Document extract =
-- Opening Marker --

Nonprofit Hospitals Object to Senate Proposal to Add New 'Charity Care' Requirements

The Association for Healthcare Philanthropy, which represents nearly 5,000 nonprofit hospitals, is objecting to a plan floated by two key Senators to establish a minimum level of free care that nonprofit hospitals would be required to provide to the poor.

The policy option was included in a discussion on ways to change the health-care system.

It would place new requirements on nonprofit hospitals and punish groups that fail to meet them. Organizations that flagrantly fail to provide the minimum level of care could lose their tax-exempt status. No specific minimum was specified in the document released by Sen. Max Baucus, Democrat of Montana, and Sen. Charles Grassley, Republican of Iowa.

In its objections to the proposal, the association said they were upset that hospitals could not count bad debts as part of their charity care. They said many nonprofit hospitals already provide a lot of uncompensated care because people don’t pay their bills.

The association said it preferred the broader “community standard” requirement that hospitals have been required to follow since 1969.

Under that standard, hospitals can provide a broader range of services to their cities and towns, such as promoting good health and offering preventive care.

Holly Hall

Comments

  1. There is an assumption built into the proposal that charity care is good for the patient. In many cases it has the unintended consequences of hurting the patient. If more hospitals take the easy way out and declare charity for a patients bill rather then expend the effort to get the patient covered under community medicaid ,we will put at the risk the patients ability to see a physician or get a presription filled. Also the patient takes the course of least resistance and doesn’t support the medicaid process knowing that they will get charity..hospitals should be allowed to declare pre-ememptive medicaid based on the person’s income and expedite their enrollment before we all just give up and call it charity

    — notmd    Jun 4, 10:23 AM    #

Commenting is closed for this article.

-- Closing Marker --

Your instructions = Copy the passage from the article on nonprofit hospitals and charity care, starting at "It would place" and ending at "follow since 1969.". The records that come next are separate material with no connection to the article on nonprofit hospitals and charity care.

(Dataset entries)

-- Opening Marker --

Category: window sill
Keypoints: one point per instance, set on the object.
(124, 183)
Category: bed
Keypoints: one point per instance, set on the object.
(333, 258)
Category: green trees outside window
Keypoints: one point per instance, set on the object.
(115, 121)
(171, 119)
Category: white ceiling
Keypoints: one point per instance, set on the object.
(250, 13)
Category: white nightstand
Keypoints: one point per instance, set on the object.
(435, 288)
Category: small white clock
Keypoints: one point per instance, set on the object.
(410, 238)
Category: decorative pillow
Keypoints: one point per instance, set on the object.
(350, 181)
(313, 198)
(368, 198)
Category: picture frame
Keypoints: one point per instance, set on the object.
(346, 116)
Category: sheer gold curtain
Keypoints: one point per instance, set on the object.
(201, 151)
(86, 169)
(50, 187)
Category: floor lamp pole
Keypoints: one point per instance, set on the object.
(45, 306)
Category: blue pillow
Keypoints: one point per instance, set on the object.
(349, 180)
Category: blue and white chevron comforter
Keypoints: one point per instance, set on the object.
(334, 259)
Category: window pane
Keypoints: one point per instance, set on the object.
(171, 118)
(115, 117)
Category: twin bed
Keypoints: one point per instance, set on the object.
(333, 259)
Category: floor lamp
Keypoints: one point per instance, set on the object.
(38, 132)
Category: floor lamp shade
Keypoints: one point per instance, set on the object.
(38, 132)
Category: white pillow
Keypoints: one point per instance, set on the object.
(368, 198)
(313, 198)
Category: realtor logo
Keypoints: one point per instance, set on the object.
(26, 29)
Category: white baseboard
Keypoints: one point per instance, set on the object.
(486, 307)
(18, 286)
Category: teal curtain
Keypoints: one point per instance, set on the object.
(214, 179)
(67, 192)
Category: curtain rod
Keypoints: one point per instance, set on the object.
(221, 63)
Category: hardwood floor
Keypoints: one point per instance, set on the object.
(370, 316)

-- Closing Marker --

Response below =
It would place new requirements on nonprofit hospitals and punish groups that fail to meet them. Organizations that flagrantly fail to provide the minimum level of care could lose their tax-exempt status. No specific minimum was specified in the document released by Sen. Max Baucus, Democrat of Montana, and Sen. Charles Grassley, Republican of Iowa.

In its objections to the proposal, the association said they were upset that hospitals could not count bad debts as part of their charity care. They said many nonprofit hospitals already provide a lot of uncompensated care because people don’t pay their bills.

The association said it preferred the broader “community standard” requirement that hospitals have been required to follow since 1969.